Wherever "crowd" appears in a line of the records below, count that line, and report only the number.

(Region pointing data)
____

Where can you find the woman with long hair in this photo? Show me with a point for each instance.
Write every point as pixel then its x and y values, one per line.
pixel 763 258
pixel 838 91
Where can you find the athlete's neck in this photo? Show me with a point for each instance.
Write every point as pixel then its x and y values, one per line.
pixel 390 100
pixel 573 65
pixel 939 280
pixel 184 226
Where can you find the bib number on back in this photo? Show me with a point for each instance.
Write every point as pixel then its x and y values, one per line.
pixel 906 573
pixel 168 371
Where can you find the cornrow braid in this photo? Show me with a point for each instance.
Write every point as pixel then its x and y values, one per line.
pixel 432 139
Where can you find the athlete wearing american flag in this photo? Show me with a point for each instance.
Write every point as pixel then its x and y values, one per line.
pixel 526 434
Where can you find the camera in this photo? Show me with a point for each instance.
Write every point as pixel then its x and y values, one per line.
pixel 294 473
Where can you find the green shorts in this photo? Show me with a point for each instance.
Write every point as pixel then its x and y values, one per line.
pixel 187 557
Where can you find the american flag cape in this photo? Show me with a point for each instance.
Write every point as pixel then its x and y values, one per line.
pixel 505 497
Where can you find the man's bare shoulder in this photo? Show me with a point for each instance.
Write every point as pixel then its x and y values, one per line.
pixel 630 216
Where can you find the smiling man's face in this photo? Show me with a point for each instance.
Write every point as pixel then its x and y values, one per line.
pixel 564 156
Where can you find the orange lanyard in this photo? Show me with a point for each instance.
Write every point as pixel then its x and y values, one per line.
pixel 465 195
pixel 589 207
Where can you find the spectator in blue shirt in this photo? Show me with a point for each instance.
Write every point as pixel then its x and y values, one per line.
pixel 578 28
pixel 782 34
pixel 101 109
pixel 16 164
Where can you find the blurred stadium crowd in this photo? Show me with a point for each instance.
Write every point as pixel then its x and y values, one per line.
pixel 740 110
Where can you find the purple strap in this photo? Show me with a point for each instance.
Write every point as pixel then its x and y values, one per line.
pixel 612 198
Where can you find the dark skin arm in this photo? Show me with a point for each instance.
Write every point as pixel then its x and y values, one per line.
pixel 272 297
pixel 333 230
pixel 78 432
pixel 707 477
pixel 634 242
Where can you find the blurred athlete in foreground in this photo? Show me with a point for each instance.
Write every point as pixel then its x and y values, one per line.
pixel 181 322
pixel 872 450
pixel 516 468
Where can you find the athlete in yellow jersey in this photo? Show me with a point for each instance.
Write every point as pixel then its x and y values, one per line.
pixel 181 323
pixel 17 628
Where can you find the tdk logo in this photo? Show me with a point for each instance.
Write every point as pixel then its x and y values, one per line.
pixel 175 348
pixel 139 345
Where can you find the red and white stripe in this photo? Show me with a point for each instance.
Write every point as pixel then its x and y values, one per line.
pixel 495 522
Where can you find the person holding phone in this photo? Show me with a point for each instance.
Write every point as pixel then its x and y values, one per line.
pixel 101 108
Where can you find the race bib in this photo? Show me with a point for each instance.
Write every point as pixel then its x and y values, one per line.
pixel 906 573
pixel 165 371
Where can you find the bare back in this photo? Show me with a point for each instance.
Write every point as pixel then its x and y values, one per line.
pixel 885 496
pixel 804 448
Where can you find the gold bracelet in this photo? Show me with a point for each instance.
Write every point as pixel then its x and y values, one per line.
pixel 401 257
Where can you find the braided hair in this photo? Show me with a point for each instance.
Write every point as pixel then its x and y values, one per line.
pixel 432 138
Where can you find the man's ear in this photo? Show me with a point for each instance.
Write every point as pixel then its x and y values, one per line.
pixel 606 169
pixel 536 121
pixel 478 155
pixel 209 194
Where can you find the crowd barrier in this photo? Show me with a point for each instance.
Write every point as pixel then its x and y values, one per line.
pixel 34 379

____

#### TASK SOLUTION
2